(Beginning of INPUT)

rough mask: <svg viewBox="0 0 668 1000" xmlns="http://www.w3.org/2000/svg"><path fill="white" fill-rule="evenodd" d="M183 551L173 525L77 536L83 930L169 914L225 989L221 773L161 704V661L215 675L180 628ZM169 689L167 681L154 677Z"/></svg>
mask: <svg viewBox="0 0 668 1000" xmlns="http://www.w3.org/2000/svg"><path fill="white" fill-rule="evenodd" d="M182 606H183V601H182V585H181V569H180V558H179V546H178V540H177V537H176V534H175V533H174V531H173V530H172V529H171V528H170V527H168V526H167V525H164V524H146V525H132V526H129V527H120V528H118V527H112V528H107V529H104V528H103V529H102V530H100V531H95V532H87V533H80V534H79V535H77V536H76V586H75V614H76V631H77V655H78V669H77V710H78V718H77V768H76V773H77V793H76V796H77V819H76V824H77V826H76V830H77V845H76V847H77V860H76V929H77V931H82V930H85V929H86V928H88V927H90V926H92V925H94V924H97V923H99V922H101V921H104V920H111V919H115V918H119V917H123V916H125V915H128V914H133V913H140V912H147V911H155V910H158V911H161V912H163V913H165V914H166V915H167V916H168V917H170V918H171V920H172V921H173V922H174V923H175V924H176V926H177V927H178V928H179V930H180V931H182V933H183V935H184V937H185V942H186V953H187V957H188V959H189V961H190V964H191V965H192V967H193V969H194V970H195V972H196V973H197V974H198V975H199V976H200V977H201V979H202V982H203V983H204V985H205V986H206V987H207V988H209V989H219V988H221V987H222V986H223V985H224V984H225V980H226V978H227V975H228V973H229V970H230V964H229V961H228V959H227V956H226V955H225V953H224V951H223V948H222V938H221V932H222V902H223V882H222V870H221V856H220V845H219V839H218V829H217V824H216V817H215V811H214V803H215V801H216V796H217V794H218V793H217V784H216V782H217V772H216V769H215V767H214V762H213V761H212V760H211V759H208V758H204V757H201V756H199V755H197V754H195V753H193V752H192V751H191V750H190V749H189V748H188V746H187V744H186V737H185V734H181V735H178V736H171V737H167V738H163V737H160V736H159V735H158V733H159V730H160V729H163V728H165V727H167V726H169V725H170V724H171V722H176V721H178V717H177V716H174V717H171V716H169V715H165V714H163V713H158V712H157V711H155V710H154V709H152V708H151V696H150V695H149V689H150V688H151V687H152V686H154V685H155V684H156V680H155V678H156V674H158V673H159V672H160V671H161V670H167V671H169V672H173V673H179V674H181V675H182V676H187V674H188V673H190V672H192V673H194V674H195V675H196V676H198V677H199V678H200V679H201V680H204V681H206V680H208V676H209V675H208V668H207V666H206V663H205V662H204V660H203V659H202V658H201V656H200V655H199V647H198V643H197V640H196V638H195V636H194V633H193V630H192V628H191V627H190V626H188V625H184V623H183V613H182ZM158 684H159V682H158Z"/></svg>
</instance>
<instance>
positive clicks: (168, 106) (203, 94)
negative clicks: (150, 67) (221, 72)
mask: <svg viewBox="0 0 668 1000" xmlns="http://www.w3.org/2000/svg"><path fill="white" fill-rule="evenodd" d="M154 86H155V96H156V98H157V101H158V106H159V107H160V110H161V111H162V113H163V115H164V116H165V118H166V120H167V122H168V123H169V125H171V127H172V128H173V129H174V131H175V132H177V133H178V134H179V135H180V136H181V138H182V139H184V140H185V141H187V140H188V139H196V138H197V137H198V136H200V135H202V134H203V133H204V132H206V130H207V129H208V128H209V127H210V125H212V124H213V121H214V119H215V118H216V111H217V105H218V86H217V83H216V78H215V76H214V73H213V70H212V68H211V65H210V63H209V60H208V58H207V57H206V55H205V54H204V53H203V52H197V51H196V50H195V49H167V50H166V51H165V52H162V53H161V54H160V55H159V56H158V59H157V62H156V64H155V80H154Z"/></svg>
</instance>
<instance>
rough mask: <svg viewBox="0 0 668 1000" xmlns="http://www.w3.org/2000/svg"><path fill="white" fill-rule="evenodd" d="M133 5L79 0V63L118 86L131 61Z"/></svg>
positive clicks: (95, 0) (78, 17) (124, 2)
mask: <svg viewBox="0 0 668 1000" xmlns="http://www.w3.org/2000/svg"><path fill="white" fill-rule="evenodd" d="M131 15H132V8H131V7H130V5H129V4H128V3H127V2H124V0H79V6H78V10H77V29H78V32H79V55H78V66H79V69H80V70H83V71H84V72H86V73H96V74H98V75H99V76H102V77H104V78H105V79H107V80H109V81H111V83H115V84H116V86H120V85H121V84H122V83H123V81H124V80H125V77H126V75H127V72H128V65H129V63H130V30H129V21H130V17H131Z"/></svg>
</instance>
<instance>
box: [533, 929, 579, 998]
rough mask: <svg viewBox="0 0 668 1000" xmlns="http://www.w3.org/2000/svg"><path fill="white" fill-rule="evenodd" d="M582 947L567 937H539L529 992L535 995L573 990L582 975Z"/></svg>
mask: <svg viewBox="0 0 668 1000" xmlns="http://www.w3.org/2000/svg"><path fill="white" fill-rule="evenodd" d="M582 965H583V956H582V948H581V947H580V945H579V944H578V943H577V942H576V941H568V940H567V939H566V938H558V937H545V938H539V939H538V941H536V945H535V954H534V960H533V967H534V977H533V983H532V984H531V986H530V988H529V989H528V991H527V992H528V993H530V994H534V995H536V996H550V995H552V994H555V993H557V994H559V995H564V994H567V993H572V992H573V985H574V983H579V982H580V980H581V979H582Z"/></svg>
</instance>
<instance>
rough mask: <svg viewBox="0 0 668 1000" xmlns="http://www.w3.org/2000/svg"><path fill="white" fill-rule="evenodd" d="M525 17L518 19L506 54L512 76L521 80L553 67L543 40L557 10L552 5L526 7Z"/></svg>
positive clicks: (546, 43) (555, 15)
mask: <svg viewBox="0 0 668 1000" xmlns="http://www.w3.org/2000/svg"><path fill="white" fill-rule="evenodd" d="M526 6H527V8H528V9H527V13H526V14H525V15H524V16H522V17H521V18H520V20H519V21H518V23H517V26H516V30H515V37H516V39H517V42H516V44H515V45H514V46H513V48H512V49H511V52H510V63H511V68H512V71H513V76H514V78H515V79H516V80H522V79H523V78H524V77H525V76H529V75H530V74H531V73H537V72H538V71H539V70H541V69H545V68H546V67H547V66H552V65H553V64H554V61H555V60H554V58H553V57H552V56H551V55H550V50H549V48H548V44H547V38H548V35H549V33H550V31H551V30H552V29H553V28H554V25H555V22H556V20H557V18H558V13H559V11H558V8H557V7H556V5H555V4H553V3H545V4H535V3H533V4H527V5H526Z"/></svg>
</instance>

(End of INPUT)

--- ACTION ITEM ---
Every entry must appear again in the answer, exactly as written.

--- SOLUTION ---
rough mask: <svg viewBox="0 0 668 1000" xmlns="http://www.w3.org/2000/svg"><path fill="white" fill-rule="evenodd" d="M183 551L173 525L77 536L83 930L169 914L225 989L221 773L161 704V661L215 675L180 628ZM169 689L167 681L154 677Z"/></svg>
mask: <svg viewBox="0 0 668 1000" xmlns="http://www.w3.org/2000/svg"><path fill="white" fill-rule="evenodd" d="M182 606H183V601H182V585H181V569H180V558H179V546H178V540H177V537H176V534H175V533H174V531H173V530H172V529H171V528H170V527H168V526H167V525H164V524H146V525H132V526H129V527H120V528H118V527H112V528H107V529H104V528H103V529H102V530H100V531H95V532H87V533H80V534H79V535H77V536H76V586H75V614H76V631H77V655H78V669H77V710H78V718H77V768H76V773H77V793H76V796H77V819H76V824H77V826H76V830H77V845H76V847H77V860H76V929H77V931H82V930H85V929H86V928H88V927H90V926H92V925H94V924H97V923H99V922H101V921H104V920H111V919H115V918H119V917H123V916H125V915H128V914H133V913H140V912H147V911H155V910H158V911H161V912H163V913H165V914H166V915H167V916H168V917H170V918H171V920H172V921H173V922H174V923H175V924H176V926H177V927H178V928H179V930H180V931H182V933H183V935H184V937H185V942H186V953H187V957H188V959H189V961H190V964H191V965H192V967H193V969H194V970H195V972H196V973H197V974H198V975H199V976H200V977H201V979H202V982H203V983H204V985H205V986H206V987H207V988H209V989H219V988H221V987H222V986H223V985H224V984H225V980H226V978H227V975H228V973H229V970H230V964H229V961H228V959H227V956H226V955H225V953H224V951H223V948H222V938H221V932H222V902H223V882H222V870H221V856H220V845H219V839H218V829H217V824H216V817H215V811H214V803H215V801H216V796H217V794H218V793H217V784H216V782H217V772H216V769H215V767H214V762H213V761H212V760H211V759H208V758H204V757H201V756H199V755H197V754H195V753H193V752H192V751H191V750H190V749H189V748H188V746H187V744H186V737H185V734H181V735H178V736H171V737H167V738H163V737H160V736H159V735H158V733H159V730H160V729H163V728H165V727H167V726H169V725H170V724H171V722H176V721H178V717H177V716H174V717H171V716H169V715H165V714H163V713H158V712H157V711H155V710H154V709H152V708H151V696H150V695H149V689H150V688H151V687H152V686H154V685H155V684H156V680H155V678H156V674H158V673H159V672H160V671H161V670H167V671H169V672H173V673H179V674H181V675H182V676H187V674H188V673H190V672H192V673H194V674H195V675H196V676H198V677H199V678H200V679H201V680H204V681H206V680H208V676H209V675H208V668H207V666H206V663H205V662H204V660H203V659H202V658H201V656H200V655H199V647H198V643H197V640H196V638H195V636H194V633H193V630H192V628H191V627H190V626H188V625H184V623H183V613H182ZM158 684H159V682H158Z"/></svg>
</instance>
<instance>
positive clicks: (168, 106) (203, 94)
negative clicks: (150, 67) (221, 72)
mask: <svg viewBox="0 0 668 1000" xmlns="http://www.w3.org/2000/svg"><path fill="white" fill-rule="evenodd" d="M154 86H155V96H156V98H157V101H158V106H159V107H160V110H161V111H162V113H163V115H164V116H165V118H166V120H167V122H168V123H169V125H171V127H172V128H173V129H174V131H175V132H177V133H178V134H179V135H180V136H181V138H182V139H184V140H185V141H187V140H188V139H196V138H197V137H198V136H200V135H202V134H203V133H204V132H206V130H207V129H208V128H209V127H210V125H212V124H213V121H214V119H215V118H216V111H217V105H218V86H217V83H216V78H215V76H214V73H213V70H212V68H211V65H210V63H209V60H208V58H207V57H206V55H205V54H204V53H203V52H197V51H196V50H195V49H167V50H166V51H165V52H162V53H161V54H160V55H159V56H158V59H157V62H156V64H155V80H154Z"/></svg>
</instance>
<instance>
rough mask: <svg viewBox="0 0 668 1000" xmlns="http://www.w3.org/2000/svg"><path fill="white" fill-rule="evenodd" d="M133 5L79 0V63L118 86L131 61Z"/></svg>
positive clicks: (95, 0) (78, 17) (124, 2)
mask: <svg viewBox="0 0 668 1000" xmlns="http://www.w3.org/2000/svg"><path fill="white" fill-rule="evenodd" d="M131 15H132V8H131V7H130V5H129V4H128V3H127V2H124V0H79V6H78V10H77V29H78V32H79V55H78V66H79V69H80V70H83V71H84V72H86V73H96V74H98V75H99V76H102V77H104V78H105V79H107V80H109V81H111V83H115V84H116V86H120V85H121V84H122V83H123V81H124V80H125V77H126V75H127V72H128V65H129V63H130V30H129V21H130V17H131Z"/></svg>
</instance>
<instance>
box: [533, 929, 579, 998]
rough mask: <svg viewBox="0 0 668 1000" xmlns="http://www.w3.org/2000/svg"><path fill="white" fill-rule="evenodd" d="M582 947L567 937H539L529 992L535 995L573 990L582 975Z"/></svg>
mask: <svg viewBox="0 0 668 1000" xmlns="http://www.w3.org/2000/svg"><path fill="white" fill-rule="evenodd" d="M582 965H583V956H582V948H581V947H580V945H579V944H578V943H577V942H576V941H568V940H567V939H566V938H558V937H545V938H539V939H538V941H536V945H535V954H534V960H533V967H534V977H533V983H532V984H531V986H530V988H529V989H528V991H527V992H528V993H530V994H534V995H536V996H550V995H552V994H555V993H557V994H559V995H564V994H567V993H572V992H573V985H574V983H579V982H580V980H581V979H582Z"/></svg>
</instance>
<instance>
rough mask: <svg viewBox="0 0 668 1000" xmlns="http://www.w3.org/2000/svg"><path fill="white" fill-rule="evenodd" d="M525 17L518 19L506 54L512 76L521 80L553 67L543 40L557 10L552 5L526 7Z"/></svg>
positive clicks: (546, 43) (555, 15)
mask: <svg viewBox="0 0 668 1000" xmlns="http://www.w3.org/2000/svg"><path fill="white" fill-rule="evenodd" d="M526 6H527V8H528V9H527V13H526V14H525V15H524V16H522V17H521V18H520V20H519V21H518V23H517V26H516V30H515V37H516V39H517V42H516V44H515V45H514V46H513V48H512V49H511V52H510V63H511V68H512V71H513V76H514V78H515V79H516V80H522V79H523V78H524V77H525V76H529V75H530V74H531V73H537V72H538V71H539V70H541V69H545V68H546V67H547V66H552V65H553V64H554V61H555V60H554V58H553V57H552V56H551V55H550V50H549V48H548V44H547V38H548V35H549V33H550V31H551V30H552V29H553V28H554V25H555V22H556V20H557V18H558V13H559V11H558V8H557V7H556V5H555V4H553V3H545V4H535V3H533V4H527V5H526Z"/></svg>
</instance>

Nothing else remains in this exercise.